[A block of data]
##########

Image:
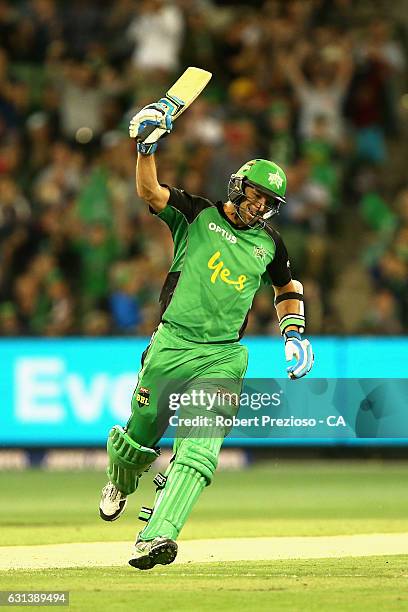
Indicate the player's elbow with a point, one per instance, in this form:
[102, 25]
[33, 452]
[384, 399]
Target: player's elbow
[155, 198]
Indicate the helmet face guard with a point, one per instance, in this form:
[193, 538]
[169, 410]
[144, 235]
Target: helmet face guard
[268, 179]
[236, 195]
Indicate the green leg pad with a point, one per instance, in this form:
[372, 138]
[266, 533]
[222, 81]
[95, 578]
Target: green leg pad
[127, 460]
[193, 468]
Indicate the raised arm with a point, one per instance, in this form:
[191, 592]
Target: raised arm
[147, 185]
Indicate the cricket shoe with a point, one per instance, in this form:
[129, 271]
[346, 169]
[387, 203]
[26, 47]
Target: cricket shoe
[113, 503]
[153, 552]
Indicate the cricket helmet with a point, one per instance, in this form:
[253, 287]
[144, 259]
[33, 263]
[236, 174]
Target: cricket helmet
[264, 175]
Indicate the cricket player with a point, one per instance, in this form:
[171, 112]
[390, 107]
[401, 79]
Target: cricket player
[222, 254]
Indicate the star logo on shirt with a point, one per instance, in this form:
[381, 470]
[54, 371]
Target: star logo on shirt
[275, 179]
[260, 252]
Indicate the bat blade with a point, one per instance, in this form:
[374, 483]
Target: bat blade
[180, 95]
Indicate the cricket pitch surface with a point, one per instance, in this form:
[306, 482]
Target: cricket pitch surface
[108, 554]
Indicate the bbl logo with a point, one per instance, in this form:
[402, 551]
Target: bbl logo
[142, 397]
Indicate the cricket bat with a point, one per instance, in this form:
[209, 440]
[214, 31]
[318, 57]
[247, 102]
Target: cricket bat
[180, 95]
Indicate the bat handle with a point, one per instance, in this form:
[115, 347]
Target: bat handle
[145, 133]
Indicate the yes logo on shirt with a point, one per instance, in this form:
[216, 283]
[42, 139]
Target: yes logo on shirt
[223, 273]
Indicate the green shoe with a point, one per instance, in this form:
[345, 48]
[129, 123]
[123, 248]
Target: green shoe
[153, 552]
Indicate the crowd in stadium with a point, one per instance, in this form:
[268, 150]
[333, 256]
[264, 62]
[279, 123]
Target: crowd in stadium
[315, 86]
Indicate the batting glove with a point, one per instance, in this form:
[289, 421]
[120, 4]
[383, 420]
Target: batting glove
[148, 126]
[301, 350]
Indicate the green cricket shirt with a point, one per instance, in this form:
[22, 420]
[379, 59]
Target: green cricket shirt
[216, 270]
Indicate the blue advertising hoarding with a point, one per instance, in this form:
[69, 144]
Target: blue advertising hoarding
[67, 392]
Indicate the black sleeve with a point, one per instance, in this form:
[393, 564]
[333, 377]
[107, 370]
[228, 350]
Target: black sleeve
[279, 269]
[187, 204]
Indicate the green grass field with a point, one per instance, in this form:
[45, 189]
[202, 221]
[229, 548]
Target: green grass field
[273, 499]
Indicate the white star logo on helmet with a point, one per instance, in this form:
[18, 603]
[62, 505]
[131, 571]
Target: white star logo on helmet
[275, 179]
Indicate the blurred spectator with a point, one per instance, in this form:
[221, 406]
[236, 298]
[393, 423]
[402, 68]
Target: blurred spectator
[157, 31]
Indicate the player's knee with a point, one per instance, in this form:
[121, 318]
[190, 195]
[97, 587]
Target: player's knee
[127, 453]
[200, 455]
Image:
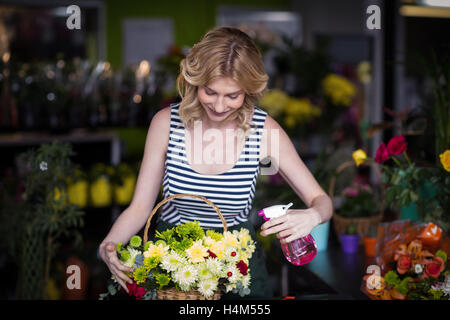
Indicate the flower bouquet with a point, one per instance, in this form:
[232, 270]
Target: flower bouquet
[414, 263]
[186, 262]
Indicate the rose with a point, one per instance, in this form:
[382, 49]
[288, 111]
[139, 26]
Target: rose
[434, 267]
[382, 153]
[403, 264]
[243, 268]
[445, 160]
[136, 291]
[396, 145]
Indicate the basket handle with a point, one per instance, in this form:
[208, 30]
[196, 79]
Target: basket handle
[182, 195]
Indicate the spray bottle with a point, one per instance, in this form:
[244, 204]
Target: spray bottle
[298, 252]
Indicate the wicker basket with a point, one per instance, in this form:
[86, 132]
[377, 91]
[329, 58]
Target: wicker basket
[363, 224]
[172, 293]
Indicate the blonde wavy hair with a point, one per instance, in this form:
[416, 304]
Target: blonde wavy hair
[222, 52]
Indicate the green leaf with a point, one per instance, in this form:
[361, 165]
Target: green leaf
[414, 197]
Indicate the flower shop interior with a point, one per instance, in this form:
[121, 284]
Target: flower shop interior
[362, 89]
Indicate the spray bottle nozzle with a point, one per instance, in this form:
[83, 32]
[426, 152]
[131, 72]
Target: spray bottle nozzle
[274, 211]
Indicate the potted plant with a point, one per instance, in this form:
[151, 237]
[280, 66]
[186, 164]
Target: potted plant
[370, 242]
[350, 239]
[357, 204]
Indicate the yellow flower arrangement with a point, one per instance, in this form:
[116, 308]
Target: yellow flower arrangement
[187, 258]
[299, 111]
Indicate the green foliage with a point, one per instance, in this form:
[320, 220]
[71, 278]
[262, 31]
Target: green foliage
[49, 217]
[362, 205]
[190, 230]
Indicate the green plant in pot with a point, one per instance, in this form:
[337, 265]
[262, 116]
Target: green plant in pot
[370, 241]
[49, 220]
[358, 203]
[350, 239]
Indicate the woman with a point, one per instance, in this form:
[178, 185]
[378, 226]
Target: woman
[220, 82]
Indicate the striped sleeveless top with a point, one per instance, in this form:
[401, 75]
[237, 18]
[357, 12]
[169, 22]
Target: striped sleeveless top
[232, 191]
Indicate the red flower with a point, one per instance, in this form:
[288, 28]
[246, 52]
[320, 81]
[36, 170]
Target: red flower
[211, 254]
[136, 291]
[382, 153]
[403, 264]
[434, 267]
[243, 268]
[396, 145]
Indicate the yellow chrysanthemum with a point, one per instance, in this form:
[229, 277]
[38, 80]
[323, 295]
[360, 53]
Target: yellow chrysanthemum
[300, 111]
[218, 249]
[445, 160]
[359, 156]
[197, 252]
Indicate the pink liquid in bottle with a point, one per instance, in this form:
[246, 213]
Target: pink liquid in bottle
[300, 251]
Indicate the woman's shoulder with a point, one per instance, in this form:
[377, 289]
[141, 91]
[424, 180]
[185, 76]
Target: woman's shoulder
[161, 119]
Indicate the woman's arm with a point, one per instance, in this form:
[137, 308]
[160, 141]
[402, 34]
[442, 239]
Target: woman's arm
[297, 223]
[147, 189]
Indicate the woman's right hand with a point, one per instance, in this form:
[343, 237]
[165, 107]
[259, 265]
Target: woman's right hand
[109, 255]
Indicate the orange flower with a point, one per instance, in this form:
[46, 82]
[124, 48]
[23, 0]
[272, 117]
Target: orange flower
[401, 251]
[434, 267]
[397, 295]
[403, 264]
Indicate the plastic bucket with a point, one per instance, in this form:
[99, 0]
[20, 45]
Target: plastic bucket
[320, 235]
[349, 242]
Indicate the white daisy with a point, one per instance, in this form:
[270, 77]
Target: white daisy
[203, 271]
[133, 254]
[172, 261]
[185, 276]
[207, 287]
[232, 255]
[214, 265]
[232, 273]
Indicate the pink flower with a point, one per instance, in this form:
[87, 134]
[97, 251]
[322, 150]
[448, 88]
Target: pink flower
[243, 268]
[350, 192]
[396, 145]
[136, 291]
[382, 153]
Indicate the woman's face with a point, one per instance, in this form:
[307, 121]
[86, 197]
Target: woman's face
[220, 98]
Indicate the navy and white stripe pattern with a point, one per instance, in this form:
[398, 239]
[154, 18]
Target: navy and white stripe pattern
[232, 191]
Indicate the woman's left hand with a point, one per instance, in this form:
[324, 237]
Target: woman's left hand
[295, 224]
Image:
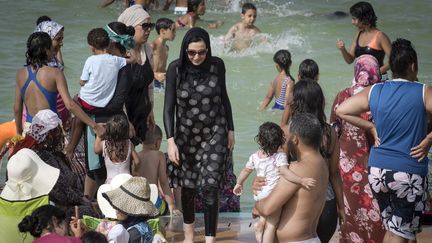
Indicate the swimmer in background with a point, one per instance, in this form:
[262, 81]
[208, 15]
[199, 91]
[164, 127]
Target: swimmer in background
[165, 29]
[242, 33]
[195, 8]
[282, 85]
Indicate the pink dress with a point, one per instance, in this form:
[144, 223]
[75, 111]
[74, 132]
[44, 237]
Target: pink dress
[363, 221]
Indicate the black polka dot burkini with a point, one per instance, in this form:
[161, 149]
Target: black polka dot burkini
[197, 97]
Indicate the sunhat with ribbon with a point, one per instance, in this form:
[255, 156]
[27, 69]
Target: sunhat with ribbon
[115, 183]
[28, 177]
[133, 198]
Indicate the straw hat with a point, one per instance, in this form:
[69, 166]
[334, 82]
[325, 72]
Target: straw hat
[28, 177]
[115, 183]
[133, 198]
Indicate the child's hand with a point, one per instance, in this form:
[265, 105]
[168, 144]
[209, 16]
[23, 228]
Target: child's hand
[238, 190]
[77, 228]
[308, 182]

##########

◆ Instructions to follow
Write out the items again from the line containing "Indicate the navy" through the end of the items, swapping "pink dress" for "pink robe" and keeping everything else the same. Leave the pictures out of your answer.

◆ Problem solution
Indicate the navy and white stripe pattern with a point, one per instance, in this form:
[398, 239]
[154, 18]
Target: navy and white stripe pattern
[232, 191]
Indicate the woman's left hand with a point, one per instance, in this form:
[324, 237]
Target: woman's left hand
[295, 224]
Image:
Indicate the swimmer in background with a point, one per instance, in this form:
[262, 81]
[208, 15]
[199, 91]
[164, 127]
Target: swimmer in background
[165, 29]
[242, 33]
[195, 8]
[282, 85]
Indicate the pink robe with a point, one per instance, in this form:
[144, 223]
[75, 111]
[74, 132]
[44, 237]
Target: pink robe
[363, 221]
Indicate the black polka dot burkini with a point, one per instance, in this form:
[161, 149]
Target: black polka dot burkini
[197, 97]
Indicate the sunhat with ribbon with a point, one per instance, in this form:
[255, 156]
[27, 69]
Target: sunhat with ribbon
[115, 183]
[28, 177]
[133, 198]
Indicate the straw hat with a point, one per instance, in this form:
[69, 166]
[334, 82]
[325, 72]
Target: straw hat
[28, 177]
[115, 183]
[133, 198]
Indicate the child's hand with a point, one per instance, in this form:
[265, 105]
[168, 144]
[209, 16]
[23, 228]
Target: child's hand
[238, 190]
[77, 228]
[308, 182]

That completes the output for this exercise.